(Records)

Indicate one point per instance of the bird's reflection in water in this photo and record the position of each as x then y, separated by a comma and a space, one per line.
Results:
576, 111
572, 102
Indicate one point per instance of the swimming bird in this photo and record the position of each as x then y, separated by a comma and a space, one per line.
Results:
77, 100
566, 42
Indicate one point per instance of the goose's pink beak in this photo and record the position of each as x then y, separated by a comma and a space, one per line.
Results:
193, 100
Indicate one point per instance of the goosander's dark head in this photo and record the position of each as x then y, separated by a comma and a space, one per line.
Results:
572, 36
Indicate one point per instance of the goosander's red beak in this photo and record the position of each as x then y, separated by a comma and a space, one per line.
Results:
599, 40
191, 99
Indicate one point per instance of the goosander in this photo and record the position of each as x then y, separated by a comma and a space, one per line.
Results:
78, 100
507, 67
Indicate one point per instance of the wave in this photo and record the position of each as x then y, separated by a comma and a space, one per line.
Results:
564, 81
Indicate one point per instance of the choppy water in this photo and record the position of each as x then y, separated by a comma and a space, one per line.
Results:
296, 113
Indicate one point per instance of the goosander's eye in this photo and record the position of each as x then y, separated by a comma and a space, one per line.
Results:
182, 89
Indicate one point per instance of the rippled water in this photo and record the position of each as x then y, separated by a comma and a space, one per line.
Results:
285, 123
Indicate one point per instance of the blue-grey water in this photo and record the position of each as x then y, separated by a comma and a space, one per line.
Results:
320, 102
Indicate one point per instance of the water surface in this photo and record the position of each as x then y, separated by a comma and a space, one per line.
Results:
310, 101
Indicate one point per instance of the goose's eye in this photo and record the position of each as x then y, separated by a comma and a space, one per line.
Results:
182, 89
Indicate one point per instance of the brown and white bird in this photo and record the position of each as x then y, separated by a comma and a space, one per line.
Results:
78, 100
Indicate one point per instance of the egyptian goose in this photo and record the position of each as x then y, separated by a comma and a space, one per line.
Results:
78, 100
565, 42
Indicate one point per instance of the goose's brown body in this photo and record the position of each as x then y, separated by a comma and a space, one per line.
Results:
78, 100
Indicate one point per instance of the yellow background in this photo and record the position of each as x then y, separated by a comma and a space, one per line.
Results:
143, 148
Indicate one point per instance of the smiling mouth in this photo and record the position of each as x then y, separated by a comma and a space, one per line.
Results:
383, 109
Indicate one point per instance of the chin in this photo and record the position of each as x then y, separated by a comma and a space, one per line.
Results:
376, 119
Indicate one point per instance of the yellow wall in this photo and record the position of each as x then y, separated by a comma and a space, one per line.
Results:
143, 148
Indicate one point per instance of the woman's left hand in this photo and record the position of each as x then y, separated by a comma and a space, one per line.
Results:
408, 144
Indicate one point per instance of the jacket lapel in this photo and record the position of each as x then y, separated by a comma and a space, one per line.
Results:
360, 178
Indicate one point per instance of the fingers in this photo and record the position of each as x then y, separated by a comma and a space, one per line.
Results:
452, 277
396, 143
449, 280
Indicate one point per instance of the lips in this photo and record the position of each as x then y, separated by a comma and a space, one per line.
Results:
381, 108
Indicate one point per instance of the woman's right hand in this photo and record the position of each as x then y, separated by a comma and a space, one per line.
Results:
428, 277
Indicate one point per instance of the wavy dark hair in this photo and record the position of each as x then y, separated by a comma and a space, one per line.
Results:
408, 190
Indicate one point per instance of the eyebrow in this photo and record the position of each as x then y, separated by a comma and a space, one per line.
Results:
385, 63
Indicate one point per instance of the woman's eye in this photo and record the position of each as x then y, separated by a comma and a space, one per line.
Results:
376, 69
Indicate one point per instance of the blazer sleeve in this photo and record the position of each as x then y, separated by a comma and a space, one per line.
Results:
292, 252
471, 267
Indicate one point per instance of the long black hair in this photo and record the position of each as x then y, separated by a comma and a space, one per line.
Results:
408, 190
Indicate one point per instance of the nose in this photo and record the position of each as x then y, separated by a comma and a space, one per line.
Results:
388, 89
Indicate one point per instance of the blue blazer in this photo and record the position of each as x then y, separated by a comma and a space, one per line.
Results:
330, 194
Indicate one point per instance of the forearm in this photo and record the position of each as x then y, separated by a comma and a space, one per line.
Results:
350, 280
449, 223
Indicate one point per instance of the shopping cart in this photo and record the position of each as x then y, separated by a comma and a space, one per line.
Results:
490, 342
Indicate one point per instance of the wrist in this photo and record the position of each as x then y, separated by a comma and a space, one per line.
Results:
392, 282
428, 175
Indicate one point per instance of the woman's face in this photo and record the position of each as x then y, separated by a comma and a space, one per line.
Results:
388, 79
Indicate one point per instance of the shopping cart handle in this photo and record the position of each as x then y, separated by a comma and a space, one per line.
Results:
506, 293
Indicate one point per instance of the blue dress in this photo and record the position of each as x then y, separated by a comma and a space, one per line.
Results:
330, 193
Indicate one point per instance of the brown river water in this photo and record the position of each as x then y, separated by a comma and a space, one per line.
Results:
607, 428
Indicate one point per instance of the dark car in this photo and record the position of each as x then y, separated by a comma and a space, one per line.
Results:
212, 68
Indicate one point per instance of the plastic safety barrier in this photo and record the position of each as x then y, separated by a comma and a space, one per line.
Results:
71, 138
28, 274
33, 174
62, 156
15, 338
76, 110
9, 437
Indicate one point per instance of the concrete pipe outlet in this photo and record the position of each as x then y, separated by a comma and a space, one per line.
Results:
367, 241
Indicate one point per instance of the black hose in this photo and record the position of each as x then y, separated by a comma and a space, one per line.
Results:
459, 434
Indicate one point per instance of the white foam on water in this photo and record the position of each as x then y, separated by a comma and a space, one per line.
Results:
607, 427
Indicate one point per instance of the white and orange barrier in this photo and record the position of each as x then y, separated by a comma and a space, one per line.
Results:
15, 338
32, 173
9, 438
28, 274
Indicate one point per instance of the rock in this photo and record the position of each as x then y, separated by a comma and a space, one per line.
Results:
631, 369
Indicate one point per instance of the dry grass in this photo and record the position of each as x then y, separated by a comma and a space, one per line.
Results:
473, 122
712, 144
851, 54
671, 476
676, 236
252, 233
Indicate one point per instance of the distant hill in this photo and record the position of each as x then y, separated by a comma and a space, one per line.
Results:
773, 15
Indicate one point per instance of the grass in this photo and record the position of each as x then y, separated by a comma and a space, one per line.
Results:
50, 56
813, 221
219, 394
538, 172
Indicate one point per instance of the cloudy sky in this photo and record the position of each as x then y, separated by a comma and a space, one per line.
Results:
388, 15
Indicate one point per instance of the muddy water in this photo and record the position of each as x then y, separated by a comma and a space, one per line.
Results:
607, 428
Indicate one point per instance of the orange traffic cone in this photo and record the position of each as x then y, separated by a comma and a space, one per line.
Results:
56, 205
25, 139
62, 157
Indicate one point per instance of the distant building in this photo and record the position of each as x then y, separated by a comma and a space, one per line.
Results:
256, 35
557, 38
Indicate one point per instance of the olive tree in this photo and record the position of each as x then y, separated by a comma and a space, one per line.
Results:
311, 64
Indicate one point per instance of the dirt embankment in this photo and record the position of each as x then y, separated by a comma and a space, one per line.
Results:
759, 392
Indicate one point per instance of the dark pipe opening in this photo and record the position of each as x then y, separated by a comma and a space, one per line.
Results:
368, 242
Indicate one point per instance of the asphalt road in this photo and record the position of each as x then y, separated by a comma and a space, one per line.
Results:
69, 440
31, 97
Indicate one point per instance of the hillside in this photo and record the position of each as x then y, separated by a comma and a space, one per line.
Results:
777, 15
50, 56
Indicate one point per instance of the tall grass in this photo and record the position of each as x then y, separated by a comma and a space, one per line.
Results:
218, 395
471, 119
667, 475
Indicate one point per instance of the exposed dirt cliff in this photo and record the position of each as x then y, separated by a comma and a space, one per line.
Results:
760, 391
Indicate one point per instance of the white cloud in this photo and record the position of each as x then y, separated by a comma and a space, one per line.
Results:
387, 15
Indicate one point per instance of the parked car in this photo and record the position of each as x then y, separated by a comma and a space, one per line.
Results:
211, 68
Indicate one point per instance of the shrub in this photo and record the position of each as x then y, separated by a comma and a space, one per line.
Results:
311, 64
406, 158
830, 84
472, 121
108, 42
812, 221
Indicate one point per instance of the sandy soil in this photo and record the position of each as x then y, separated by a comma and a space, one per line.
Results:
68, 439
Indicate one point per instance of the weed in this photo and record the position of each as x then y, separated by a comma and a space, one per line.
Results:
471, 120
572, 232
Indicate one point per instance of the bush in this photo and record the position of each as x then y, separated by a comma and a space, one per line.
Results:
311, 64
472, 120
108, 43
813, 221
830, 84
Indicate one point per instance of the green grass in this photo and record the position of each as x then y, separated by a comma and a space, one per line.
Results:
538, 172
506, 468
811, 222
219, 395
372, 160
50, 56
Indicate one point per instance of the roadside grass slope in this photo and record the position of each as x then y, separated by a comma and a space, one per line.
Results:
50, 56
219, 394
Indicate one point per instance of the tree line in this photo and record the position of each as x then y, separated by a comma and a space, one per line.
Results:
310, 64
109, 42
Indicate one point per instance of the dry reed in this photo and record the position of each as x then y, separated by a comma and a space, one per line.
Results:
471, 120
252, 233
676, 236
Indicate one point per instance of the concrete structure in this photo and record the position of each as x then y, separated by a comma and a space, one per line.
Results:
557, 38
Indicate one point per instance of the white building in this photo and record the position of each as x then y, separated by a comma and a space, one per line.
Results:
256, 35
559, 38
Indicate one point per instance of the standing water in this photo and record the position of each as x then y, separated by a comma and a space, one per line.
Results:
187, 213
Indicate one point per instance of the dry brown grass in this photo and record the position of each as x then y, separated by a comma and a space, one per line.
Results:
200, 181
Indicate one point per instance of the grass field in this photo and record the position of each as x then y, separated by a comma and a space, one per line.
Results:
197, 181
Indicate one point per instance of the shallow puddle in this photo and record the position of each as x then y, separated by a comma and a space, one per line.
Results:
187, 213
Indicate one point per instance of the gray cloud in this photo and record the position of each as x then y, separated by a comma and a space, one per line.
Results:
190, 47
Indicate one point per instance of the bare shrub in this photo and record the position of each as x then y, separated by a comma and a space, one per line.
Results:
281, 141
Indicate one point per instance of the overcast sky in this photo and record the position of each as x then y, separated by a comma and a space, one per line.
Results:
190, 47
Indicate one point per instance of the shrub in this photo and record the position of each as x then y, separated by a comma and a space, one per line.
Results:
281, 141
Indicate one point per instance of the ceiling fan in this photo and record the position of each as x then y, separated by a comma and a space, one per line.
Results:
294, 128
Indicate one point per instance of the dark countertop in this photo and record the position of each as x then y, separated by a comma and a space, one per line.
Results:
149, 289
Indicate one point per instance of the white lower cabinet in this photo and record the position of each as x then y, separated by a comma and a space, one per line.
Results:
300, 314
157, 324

- _Aim_
Give back exactly the lines from the line holding "Indicate one point per instance of the gray" through the last line of the listing, including both.

- _Completed exercise_
Indicate one point per instance of the gray cloud in this photo and record the position of each as x then y, separated by a comma and a space, one per line.
Results:
190, 47
Indicate one point per instance of the bare shrub in this photo and record the position of each as x then y, separated by a comma and a space, one per line.
Results:
281, 141
Indicate one point per instance of the overcast sky in this photo and record the position of each as x then y, separated by a comma and a space, one per line.
Results:
190, 47
Indicate one point per instance of the shrub in this photo and record the position of each as x then y, separated by a comma and a space, one per line.
Results:
281, 141
Indicate one point per instance of the ceiling fan in this photo and record the position of each as x then y, separated by a comma and a space, one per line.
Results:
294, 128
Indicate one point per instance of the dark countertop in this photo and record the position of each as x then y, separated by a comma and a space, one per line.
Results:
149, 289
Indicate one point per instance of the white lower cabinet in this photo and record the position of each as x then y, separated by a comma and a space, one per line.
Results:
300, 314
157, 324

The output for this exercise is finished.